Vorliegender Text ▸
.....

Über die Liebe und das Coaching.

Man muss nicht auf Erich Fromm zurückgreifen, um zu begreifen, dass Liebe nicht nur eine poetische Einheit ist, sondern auch und zuallererst eine zutiefst menschliche. Überraschenderweise auch eine wirtschaftliche, obwohl ja ein bestimmter, antiquierter Managertypus immer noch der Illusion anhängt, die besten Ergebnisse ließen sich mit gefletschten Zähnen erreichen. Wo sowas hinführt, erleben wir gerade bei VW, wo laut Medienberichten ein ziemliches Angstklima geherrscht haben muss. Deutsche Bank wäre ja auch so ein Thema. Aus meinen zwanzig Jahren als Agenturchef in Bonn könnte ich noch ein paar interessante Namen drauflegen.

Wer nun der Meinung ist, ich würde dafür plädieren, dass Chefs zu Arbeitsbeginn ihre Mitarbeiter herzen – bei Mitarbeiterinnen soll das schon mal der Fall sein -, der will einen ernsthaften Gedanken durch Veralberung abwehren. Und Abwehr ist ja ein großes Thema, wenn es um Veränderungen geht. Nur zeigt sie sich so gut wie nie direkt, sondern sie camoufliert sich: durch verkopfte Gegenargumente, vermeidende Alternativstrategien, bisweilen auch Flucht und einiges mehr. Als analytisch arbeitender Coach weiß man dann: Der Klient ist kurz vorm Siedepunkt. Entscheidend ist, ob er jetzt standhält oder abhaut. Im ersteren Falle kommen beträchtliche Änderungsprozesse in Gang und initiieren oftmals völlig unerwartete Erfolge. Im zweiten Fall braucht man als Coach gute Nerven, aber die hab ich. Denn auch Widerstand ist eine Information, und nicht  nur der geniale Wilhelm Reich hat sich ausführlich mit ihm beschäftigt.

.....

Einträge zur Beschriftung von Objektpositionen
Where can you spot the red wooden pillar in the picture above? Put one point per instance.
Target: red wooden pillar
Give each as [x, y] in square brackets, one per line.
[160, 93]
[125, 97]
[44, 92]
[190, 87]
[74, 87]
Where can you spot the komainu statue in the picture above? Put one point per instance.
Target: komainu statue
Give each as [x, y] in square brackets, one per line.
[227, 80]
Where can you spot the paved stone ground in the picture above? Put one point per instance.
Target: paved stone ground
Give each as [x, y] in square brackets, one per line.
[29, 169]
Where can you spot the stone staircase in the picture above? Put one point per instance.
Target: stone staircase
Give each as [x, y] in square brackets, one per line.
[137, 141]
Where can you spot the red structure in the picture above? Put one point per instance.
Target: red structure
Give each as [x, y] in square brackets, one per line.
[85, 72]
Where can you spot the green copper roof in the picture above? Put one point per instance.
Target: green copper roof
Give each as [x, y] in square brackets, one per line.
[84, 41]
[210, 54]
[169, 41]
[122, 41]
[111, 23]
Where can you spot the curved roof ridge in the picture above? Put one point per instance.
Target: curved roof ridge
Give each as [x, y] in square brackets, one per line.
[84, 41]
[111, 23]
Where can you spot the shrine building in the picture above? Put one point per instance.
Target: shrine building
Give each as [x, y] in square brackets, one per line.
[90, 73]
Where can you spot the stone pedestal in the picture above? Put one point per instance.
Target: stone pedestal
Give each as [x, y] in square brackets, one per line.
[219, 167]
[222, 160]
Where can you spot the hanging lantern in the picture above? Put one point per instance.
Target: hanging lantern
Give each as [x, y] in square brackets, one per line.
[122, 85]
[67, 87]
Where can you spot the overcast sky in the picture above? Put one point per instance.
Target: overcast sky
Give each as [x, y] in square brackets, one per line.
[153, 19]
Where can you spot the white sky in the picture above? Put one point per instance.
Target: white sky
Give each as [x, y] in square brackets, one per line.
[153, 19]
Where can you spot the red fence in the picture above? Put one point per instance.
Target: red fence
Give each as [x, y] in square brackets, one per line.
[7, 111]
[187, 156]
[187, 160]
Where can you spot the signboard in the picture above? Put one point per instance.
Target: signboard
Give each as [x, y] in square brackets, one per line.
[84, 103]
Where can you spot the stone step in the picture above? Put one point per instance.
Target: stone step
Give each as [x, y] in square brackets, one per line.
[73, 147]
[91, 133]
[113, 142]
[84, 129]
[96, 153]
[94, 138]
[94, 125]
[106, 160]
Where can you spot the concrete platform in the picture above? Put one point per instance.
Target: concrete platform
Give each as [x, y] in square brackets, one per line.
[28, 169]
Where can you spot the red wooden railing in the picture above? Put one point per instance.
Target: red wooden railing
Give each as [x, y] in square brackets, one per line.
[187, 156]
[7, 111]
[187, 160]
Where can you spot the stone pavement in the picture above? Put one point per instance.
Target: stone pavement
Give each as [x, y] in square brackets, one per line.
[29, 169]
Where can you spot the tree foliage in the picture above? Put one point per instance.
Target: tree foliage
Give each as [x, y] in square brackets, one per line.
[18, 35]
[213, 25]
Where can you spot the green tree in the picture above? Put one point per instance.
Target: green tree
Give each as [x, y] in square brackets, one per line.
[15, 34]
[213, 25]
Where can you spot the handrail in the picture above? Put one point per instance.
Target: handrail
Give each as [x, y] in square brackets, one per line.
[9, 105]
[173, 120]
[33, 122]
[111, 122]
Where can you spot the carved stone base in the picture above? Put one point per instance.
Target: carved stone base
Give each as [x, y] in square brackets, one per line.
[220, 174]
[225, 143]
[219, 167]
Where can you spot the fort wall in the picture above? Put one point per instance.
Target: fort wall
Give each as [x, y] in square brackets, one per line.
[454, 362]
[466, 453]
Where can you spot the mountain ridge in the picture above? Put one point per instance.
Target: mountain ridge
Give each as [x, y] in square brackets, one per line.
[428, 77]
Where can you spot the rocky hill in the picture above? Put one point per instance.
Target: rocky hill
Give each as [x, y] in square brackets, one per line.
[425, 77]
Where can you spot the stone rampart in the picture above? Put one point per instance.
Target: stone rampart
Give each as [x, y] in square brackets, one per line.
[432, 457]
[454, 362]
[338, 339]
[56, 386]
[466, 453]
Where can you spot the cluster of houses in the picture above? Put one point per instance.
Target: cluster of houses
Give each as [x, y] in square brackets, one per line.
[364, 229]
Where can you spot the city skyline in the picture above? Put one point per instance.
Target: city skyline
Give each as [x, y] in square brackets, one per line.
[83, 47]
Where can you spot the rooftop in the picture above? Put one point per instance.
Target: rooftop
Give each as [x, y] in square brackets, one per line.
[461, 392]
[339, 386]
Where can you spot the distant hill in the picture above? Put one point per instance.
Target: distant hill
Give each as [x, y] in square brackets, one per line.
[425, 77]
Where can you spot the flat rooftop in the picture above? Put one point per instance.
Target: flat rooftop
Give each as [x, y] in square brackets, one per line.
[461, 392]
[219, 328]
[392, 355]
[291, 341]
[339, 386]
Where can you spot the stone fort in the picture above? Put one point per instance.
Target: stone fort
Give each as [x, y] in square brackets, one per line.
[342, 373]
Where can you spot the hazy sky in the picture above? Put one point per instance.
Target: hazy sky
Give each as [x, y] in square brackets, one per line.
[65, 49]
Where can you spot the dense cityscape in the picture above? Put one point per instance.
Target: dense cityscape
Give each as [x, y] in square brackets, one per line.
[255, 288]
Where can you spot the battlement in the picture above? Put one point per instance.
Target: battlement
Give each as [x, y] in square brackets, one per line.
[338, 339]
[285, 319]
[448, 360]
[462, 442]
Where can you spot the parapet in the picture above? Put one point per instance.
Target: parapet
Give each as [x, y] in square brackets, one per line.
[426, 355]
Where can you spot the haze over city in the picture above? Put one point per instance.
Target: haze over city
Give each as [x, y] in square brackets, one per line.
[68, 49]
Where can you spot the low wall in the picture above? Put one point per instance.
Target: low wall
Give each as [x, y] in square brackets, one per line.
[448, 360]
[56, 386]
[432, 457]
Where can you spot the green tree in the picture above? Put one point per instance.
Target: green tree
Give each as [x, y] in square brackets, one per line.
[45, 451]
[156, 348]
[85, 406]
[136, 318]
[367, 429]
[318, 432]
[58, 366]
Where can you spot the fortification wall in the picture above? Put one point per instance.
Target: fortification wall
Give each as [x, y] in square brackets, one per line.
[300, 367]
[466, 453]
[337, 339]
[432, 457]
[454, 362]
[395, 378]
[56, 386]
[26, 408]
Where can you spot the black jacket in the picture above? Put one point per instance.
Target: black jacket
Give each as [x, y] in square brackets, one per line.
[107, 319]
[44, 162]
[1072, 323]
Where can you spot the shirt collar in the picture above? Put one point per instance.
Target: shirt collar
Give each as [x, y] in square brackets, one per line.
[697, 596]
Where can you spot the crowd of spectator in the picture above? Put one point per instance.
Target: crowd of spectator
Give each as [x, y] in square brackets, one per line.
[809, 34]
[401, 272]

.....

Zu erledigen ▸
a – Fasse im Text über Liebe und Coaching den Absatz, der mit „Wer nun der Meinung ist“ beginnt, als knappe Liste zusammen. Die wesentlichen Aussagen sollen erhalten bleiben.
b – Schreibe aus dem Text über Liebe und Coaching die Stelle von „Über die Liebe“ bis einschließlich „interessante Namen drauflegen.“ wortgetreu ab.
Die Datensätze werden hier nicht gebraucht.

Antworten in Reihenfolge ▸
a –
- Wer meint, hier werde dafür plädiert, dass Chefs ihre Mitarbeiter zu Arbeitsbeginn herzen, wehrt einen ernsthaften Gedanken durch Veralberung ab.
- Abwehr ist bei Veränderungen ein großes Thema. Sie zeigt sich kaum direkt, sondern getarnt: durch verkopfte Gegenargumente, vermeidende Alternativstrategien, bisweilen Flucht und einiges mehr.
- Für einen analytisch arbeitenden Coach heißt das: Der Klient ist kurz vorm Siedepunkt. Entscheidend ist, ob er standhält oder abhaut.
- Hält er stand, kommen beträchtliche Änderungsprozesse in Gang, die oft völlig unerwartete Erfolge bringen.
- Haut er ab, braucht man als Coach gute Nerven, und die sind vorhanden.
- Auch Widerstand ist eine Information. Nicht nur Wilhelm Reich hat sich ausführlich mit ihm beschäftigt.

b –
Über die Liebe und das Coaching.

Man muss nicht auf Erich Fromm zurückgreifen, um zu begreifen, dass Liebe nicht nur eine poetische Einheit ist, sondern auch und zuallererst eine zutiefst menschliche. Überraschenderweise auch eine wirtschaftliche, obwohl ja ein bestimmter, antiquierter Managertypus immer noch der Illusion anhängt, die besten Ergebnisse ließen sich mit gefletschten Zähnen erreichen. Wo sowas hinführt, erleben wir gerade bei VW, wo laut Medienberichten ein ziemliches Angstklima geherrscht haben muss. Deutsche Bank wäre ja auch so ein Thema. Aus meinen zwanzig Jahren als Agenturchef in Bonn könnte ich noch ein paar interessante Namen drauflegen.